Both stains are ideal as they are amenable to fixation and permeabilization, thus enabling multiplexing with other biomarkers of toxicity. The Acumen eX3 cytometer permitted whole-well views of untreated and treated cells with both stains (Figure 1), and quantification of this data using the Acumen eX3 software demonstrated that staurosporine treatment induced a clear increase in the number of dead cells with a log EC50 of -5.68 M (2 µM).
The HCS Mitotic Index Kit was used to measure histone H3 phosphorylation (pH3), a sensitive index of mitosis. Cells were either untreated or treated with 500 nM nocodazole. Histograms were constructed from the DNA profiling data and revealed that there were different proportions of cells in G1 (green) and G2/M (red) for the control and treated cells, respectively (Figure 2).
The percentage distribution of cells in G1 or G2 in control and treated cells demonstrated that nocodazole treatment increased the proportion of cells in G2/M phase. Nocodazole treatment resulted in a concentration-dependent change in the percentage of cells in M (pH3), G1 or G2 (DAPI) phases with a log EC50 of -6.92 M (120 nM). Nocodazole-induced phosphorylation of histone H3 with a high Z´ score of 0.88 demonstrating the assay’s screenability.
Cytoskeletal disruption was determined using Alexa Fluor® 488 phalloidin, a high-affinity probe for F-actin. Cells were treated with 10 µM cytochalasin D, a cell permeable inhibitor of actin polymerization that arrests the cells at the G1-S transition. Whole-well scanning demonstrated that treatment with cytochalasin D resulted in significant disorganization of the cytoskeleton (data not shown) with a substantially greater fluorescent intensity of Phalloidin-Alexa Fluor 488; a log EC50 of -6.56 M (275 nM) was determined for cytochalasin D treated cells. The robustness of the assay was demonstrated by the Z´ value of 0.58.
Genotoxicity was evaluated by two different assays. The HCS DNA Damage Kit from Invitrogen was used to measure phosphorylation of histone variant, H2AX, which has been identified as an early response of cells to double-stranded DNA breaks. A549 cells were treated with vehicle or 100 µM etoposide for 24 hours before performing the DNA damage assay.
Figure 3A shows a quantitative representation of pH2AX-positive cells detected with secondary antibodies conjugated to either Alexa Fluor 488 dye or Alexa Fluor 647 dye and demonstrates the robustness of the assay with either secondary antibody conjugate (Z´ values of 0.9 and 0.8 for Alexa Fluor 488 and Alexa Fluor 647, respectively). A concentration dependent curve was generated and used to calculate a log EC50 value of -4.89 M (13 µM) for etoposide.

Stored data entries
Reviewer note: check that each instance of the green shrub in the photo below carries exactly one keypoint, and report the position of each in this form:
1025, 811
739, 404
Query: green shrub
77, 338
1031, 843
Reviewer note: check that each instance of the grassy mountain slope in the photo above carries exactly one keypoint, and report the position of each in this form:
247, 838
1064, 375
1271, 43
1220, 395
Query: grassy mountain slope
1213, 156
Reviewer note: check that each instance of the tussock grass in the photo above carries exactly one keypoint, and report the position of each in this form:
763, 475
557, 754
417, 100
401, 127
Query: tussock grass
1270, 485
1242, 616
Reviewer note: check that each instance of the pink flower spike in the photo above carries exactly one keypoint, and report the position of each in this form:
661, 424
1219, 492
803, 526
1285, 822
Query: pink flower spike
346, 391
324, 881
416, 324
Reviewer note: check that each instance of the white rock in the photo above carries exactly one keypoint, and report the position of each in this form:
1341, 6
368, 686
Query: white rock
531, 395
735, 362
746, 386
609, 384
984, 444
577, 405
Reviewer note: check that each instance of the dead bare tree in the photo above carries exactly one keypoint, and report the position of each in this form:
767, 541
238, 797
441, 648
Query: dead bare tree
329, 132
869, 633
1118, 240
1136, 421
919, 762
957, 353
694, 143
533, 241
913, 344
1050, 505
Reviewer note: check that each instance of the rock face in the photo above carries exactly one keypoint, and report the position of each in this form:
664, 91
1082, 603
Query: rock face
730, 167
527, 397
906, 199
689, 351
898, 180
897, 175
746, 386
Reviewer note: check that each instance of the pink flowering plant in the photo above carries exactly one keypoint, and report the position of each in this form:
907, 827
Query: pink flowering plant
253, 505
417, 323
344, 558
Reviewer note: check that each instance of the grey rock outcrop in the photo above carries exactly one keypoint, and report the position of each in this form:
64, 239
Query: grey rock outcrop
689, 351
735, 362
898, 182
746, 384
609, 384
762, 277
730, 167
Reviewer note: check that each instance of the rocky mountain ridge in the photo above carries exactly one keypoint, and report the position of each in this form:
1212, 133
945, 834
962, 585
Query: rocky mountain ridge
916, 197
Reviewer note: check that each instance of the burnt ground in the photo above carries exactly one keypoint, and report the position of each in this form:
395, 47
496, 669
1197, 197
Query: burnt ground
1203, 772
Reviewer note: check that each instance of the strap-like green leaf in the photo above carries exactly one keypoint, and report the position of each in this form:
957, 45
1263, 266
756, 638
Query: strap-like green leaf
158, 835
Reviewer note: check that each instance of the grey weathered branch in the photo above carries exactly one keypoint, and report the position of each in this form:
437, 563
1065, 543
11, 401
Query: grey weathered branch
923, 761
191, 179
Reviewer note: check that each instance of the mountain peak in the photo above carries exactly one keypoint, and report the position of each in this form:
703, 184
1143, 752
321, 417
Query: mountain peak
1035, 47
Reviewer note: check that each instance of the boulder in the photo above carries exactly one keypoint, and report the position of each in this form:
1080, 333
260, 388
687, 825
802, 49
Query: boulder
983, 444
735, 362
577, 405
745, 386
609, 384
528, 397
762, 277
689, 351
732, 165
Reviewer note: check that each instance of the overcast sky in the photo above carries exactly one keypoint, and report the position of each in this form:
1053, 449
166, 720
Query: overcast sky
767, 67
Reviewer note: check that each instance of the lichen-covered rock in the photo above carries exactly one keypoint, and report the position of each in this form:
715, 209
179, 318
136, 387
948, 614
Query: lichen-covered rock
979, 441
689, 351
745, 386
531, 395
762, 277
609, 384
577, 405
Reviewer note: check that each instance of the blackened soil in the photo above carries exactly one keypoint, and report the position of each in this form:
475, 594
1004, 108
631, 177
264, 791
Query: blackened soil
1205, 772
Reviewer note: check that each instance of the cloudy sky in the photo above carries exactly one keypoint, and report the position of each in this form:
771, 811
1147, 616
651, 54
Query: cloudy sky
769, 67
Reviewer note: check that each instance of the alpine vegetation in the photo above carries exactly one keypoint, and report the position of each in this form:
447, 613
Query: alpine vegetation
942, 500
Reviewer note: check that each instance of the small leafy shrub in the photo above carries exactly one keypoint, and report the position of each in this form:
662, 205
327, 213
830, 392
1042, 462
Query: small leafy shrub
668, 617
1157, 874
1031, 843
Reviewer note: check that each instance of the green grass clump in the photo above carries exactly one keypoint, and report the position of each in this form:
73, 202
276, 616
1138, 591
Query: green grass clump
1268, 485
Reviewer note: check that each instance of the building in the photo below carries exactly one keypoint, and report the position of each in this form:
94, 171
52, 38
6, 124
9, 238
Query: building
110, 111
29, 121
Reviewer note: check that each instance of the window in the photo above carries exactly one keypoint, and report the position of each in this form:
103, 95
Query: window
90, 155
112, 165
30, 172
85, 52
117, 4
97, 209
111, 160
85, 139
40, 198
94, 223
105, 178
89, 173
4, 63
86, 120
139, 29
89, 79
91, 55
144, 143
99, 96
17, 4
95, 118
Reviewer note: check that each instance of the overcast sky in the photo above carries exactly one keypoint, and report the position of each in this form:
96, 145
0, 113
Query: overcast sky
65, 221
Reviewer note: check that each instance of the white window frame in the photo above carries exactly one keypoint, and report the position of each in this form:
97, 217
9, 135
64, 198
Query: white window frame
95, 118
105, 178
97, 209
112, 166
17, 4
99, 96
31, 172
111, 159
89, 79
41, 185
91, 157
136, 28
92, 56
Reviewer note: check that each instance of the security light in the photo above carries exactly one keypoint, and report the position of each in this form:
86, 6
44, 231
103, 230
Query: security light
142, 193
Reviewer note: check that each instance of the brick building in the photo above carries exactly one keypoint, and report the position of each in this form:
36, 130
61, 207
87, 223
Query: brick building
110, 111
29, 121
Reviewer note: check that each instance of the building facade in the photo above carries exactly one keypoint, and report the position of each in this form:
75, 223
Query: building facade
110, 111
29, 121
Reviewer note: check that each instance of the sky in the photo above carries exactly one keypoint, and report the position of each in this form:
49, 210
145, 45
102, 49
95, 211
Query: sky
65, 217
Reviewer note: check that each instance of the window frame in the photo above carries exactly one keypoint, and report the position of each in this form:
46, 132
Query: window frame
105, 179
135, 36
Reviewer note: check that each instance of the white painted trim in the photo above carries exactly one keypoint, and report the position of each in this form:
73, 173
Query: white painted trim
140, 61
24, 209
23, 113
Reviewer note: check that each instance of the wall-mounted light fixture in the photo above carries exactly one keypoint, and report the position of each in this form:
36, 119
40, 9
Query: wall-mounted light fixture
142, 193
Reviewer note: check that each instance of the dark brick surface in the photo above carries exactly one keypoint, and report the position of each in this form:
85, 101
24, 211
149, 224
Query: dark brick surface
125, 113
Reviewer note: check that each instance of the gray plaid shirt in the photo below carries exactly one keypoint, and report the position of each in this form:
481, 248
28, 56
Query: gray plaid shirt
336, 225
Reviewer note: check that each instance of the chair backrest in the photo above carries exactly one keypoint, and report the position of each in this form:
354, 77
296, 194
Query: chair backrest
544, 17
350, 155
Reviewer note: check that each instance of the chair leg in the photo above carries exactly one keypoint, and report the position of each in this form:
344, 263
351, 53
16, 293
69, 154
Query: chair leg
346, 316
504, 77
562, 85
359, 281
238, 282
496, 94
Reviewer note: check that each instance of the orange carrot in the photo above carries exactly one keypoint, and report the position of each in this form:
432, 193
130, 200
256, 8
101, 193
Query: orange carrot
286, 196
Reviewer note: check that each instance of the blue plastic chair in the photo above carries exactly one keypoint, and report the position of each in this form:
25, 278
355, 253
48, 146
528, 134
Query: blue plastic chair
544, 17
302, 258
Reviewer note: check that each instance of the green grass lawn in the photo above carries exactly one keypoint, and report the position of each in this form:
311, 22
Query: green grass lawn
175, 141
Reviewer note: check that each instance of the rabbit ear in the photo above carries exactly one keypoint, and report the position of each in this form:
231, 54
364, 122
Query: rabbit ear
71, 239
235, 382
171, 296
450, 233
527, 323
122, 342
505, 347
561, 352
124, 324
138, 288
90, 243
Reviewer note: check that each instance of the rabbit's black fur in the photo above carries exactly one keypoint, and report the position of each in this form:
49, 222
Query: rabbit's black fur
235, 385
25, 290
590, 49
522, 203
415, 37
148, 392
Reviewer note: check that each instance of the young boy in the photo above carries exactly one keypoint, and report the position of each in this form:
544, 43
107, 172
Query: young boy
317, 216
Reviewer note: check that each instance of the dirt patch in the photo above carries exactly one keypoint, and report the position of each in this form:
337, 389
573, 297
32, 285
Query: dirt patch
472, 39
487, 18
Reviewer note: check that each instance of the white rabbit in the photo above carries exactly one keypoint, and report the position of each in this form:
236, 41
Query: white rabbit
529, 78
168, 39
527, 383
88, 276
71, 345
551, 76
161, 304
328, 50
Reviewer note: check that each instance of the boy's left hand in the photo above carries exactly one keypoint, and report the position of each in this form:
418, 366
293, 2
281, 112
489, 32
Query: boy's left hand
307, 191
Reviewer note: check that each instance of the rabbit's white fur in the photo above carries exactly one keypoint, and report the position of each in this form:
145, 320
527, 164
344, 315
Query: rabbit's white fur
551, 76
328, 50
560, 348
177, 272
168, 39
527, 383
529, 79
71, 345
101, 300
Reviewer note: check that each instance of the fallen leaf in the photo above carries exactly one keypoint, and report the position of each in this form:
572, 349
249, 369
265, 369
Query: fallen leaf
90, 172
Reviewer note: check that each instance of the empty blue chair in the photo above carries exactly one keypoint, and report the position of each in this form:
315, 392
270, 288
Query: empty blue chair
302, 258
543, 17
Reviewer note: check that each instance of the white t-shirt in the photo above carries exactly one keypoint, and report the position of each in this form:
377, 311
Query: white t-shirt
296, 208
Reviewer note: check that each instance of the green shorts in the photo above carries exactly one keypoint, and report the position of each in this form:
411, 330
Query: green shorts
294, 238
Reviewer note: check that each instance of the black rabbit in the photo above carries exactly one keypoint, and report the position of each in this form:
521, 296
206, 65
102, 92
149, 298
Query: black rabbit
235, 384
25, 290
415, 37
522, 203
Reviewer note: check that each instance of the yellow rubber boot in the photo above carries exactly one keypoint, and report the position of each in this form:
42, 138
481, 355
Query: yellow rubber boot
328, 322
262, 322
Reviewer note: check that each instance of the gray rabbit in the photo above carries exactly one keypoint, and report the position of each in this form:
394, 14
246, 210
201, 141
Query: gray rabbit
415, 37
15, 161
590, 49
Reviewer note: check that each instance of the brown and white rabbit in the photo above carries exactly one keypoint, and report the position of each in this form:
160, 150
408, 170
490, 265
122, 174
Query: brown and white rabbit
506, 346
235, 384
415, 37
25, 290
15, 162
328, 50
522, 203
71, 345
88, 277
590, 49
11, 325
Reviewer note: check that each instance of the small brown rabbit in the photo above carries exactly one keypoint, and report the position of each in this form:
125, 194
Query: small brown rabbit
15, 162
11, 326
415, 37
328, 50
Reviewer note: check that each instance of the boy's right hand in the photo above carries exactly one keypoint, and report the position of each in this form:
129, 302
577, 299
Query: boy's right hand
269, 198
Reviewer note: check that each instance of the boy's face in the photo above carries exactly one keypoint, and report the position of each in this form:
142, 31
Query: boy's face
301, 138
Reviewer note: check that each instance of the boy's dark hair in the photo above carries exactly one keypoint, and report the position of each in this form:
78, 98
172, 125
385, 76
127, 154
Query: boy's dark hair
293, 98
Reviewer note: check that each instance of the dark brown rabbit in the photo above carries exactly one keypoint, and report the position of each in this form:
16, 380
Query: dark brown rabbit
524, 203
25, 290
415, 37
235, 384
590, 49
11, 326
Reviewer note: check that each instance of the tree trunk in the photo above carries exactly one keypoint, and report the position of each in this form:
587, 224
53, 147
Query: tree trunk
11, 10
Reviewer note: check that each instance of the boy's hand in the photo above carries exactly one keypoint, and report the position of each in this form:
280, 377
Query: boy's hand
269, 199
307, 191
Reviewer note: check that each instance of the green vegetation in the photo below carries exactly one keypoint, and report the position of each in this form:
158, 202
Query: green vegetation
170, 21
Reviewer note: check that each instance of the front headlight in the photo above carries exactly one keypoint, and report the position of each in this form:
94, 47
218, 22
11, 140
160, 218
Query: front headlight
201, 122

Assignment =
Answer these questions from the assay text above:
(a) At what concentration was nocodazole used to treat cells?
(b) Which probe was used to detect F-actin?
(c) Which cells were treated with etoposide before the DNA damage assay?

Exercise result =
(a) 500 nM
(b) Alexa Fluor® 488 phalloidin
(c) A549 cells